GAO: Understaffed, Overworked Crews Slow Down U.S. Navy Maintenance
In a new study of the U.S. Navy's routine in-port repair operations - known in the service as intermediate availability periods - the Government Accountability Office (GAO) identified significant challenges for timely completion of regular maintenance, with implications for readiness.
The most serious challenge appears to be a shortage of qualified technical personnel, increasing the burden on the remaining crewmembers. 10 out of 16 ships' crews interviewed by GAO reported that the resulting workload pressures are so severe that they "lead to mental health and morale issues that may result in sailors taking leave for medical reasons, such as to receive mental health evaluations, which further increases crew shortages."
Several crews reported when an overworked crewmember had to depart for mental health reasons, the vacant personnel slot might remain unfilled for months. "Members of one ship’s crew stated that they lost one person to suicide and a dozen other personnel experienced mental health issues over a period of seven months," GAO wrote.
The report of crew short-staffing is consistent with past studies. In inquiries after the deadly collisions involving USS Fitzgerald and USS John S. McCain in 2017, investigators cited the same personnel shortage as a key contributing factor, along with overtasking and under-training.
In the GAO study, crews also reported limited maintenance training, high operational tempos, long work hours and a shortage of spare parts. "According to five of 16 ships’ crews, challenges obtaining parts and materials led them to resort to using work-arounds, which several crewmembers characterized as unorthodox engineering or using 'duct-tape' and 'bubble-gum' approaches to get systems and equipment in 'good enough' condition to function and get underway," GAO found. "When they cannot locate inexpensive parts or consumable items through standard channels, they might purchase the items themselves, adapt available materials to address their needs, or adapt parts from other ships to their own."

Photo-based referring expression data
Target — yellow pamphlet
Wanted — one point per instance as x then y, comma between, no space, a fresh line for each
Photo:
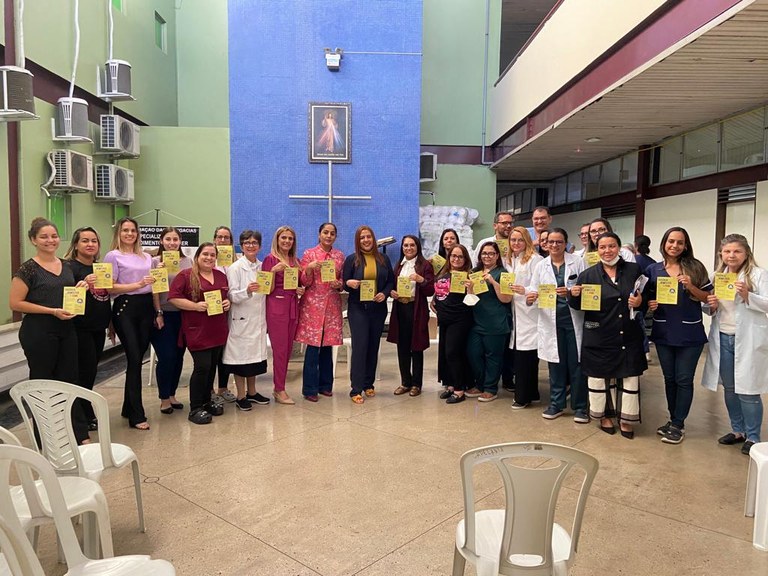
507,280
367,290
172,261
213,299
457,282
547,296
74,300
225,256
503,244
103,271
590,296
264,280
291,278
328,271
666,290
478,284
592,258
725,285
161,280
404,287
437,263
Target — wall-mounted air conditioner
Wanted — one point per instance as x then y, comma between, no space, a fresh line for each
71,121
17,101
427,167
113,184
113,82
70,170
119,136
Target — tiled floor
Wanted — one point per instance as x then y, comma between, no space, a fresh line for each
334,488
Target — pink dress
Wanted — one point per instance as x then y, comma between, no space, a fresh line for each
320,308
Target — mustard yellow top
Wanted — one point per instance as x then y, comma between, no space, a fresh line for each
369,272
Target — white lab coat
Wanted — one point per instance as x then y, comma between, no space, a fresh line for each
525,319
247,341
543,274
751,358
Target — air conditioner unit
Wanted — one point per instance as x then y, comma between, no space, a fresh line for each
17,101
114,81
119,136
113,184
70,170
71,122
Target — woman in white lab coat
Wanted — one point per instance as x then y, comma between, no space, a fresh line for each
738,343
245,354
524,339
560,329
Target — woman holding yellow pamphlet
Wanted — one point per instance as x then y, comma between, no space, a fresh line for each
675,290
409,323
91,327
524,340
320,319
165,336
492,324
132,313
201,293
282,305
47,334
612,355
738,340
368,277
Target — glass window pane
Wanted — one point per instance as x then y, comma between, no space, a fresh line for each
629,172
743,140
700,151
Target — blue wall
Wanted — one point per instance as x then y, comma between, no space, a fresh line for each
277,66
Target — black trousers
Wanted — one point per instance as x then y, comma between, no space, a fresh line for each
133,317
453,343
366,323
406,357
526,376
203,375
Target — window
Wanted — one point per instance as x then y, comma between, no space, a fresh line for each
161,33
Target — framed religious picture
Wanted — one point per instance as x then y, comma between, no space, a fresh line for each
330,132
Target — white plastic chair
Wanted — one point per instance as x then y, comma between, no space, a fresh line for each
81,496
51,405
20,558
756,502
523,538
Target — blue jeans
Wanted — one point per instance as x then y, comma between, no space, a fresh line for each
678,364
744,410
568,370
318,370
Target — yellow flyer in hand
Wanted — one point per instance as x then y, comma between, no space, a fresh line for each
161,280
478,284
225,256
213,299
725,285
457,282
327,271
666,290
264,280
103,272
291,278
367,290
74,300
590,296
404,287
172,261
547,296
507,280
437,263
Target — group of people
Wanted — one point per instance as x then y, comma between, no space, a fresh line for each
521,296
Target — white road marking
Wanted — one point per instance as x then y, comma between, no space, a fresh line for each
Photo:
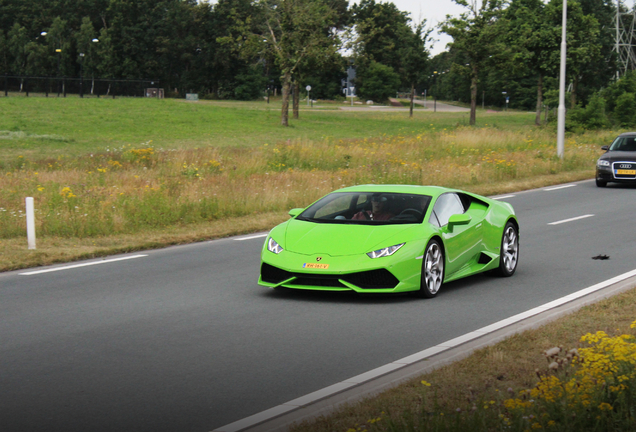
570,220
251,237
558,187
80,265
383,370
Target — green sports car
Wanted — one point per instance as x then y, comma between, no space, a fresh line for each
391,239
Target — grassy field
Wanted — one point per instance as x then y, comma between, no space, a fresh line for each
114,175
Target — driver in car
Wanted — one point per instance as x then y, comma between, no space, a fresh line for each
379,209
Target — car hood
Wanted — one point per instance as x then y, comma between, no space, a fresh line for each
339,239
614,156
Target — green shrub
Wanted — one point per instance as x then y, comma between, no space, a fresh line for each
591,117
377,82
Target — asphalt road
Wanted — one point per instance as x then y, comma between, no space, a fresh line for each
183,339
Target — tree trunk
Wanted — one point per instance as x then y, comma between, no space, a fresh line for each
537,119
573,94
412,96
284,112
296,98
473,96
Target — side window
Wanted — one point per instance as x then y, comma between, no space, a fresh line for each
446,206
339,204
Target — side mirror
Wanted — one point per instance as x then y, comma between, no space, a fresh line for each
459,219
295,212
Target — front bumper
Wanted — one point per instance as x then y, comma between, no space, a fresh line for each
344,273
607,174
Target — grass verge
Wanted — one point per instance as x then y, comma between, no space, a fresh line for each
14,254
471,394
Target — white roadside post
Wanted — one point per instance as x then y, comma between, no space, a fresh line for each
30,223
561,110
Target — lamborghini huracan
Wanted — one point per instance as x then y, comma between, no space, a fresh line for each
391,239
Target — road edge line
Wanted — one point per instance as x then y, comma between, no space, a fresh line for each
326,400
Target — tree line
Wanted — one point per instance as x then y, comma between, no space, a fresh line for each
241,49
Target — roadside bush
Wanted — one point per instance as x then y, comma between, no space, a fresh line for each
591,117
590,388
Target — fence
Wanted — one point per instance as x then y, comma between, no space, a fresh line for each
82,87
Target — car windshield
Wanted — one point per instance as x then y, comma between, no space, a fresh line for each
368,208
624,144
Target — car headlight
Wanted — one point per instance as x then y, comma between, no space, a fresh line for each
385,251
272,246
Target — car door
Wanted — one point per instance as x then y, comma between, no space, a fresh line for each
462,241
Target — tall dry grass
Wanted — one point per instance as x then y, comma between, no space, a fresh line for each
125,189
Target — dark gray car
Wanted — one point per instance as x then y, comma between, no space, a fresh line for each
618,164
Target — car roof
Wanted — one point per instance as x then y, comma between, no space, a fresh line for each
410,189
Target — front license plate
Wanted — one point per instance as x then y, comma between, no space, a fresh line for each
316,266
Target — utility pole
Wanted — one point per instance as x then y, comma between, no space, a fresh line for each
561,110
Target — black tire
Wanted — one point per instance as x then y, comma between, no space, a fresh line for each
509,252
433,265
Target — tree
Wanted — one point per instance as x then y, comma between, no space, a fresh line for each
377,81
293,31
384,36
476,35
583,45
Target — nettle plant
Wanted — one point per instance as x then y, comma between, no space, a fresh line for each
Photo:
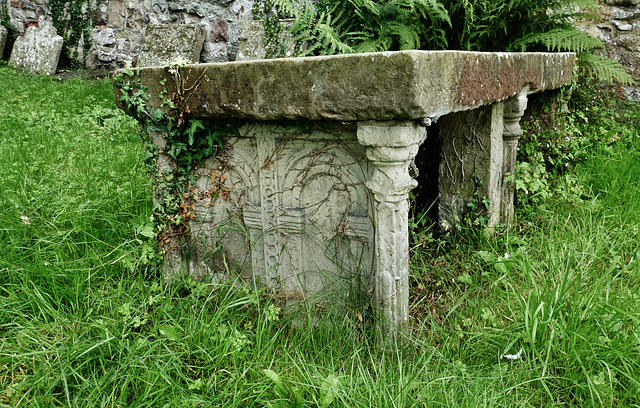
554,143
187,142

- EXERCISE DETAILS
Using the article on Navy maintenance, answer the following:
(a) How many of the 16 ships' crews interviewed by GAO reported workload pressures severe enough to lead to mental health and morale issues?
(b) Which two ships were involved in the deadly collisions of 2017?
(c) According to GAO, how many ships' crews said that difficulty obtaining parts and materials led them to use work-arounds?
The records have no connection to the article on Navy maintenance.

- EXERCISE SOLUTION
(a) 10 of the 16 ships' crews.
(b) USS Fitzgerald and USS John S. McCain.
(c) Five of the 16 ships' crews.